**Exercise requirements:** Look through the material below. Copy every line with the string "fuzzy" in it.
= Beginning of Section =
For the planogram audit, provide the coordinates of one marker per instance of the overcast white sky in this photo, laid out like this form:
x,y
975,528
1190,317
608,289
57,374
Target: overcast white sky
= End of Section =
= Beginning of Section =
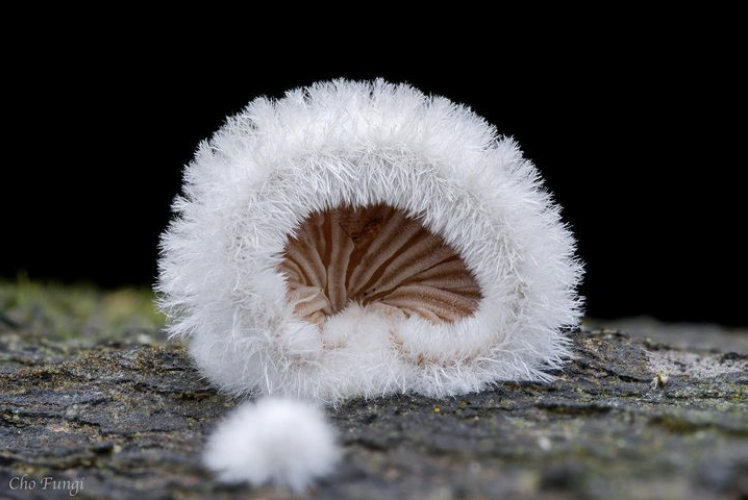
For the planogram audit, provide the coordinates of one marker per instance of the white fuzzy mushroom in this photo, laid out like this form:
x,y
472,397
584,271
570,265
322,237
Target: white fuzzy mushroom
= End of Section =
= Beginning of Section =
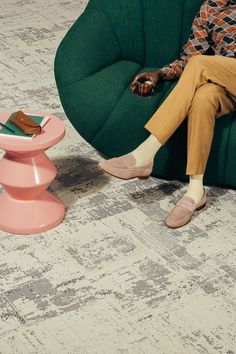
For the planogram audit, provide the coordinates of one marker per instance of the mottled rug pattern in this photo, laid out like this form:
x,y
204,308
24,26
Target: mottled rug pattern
= End of Section =
**Written response:**
For the planogram audit, provide the coordinates of one marker per instance of the white fuzzy mushroom in this photo, laid out like this form:
Target: white fuzzy mushroom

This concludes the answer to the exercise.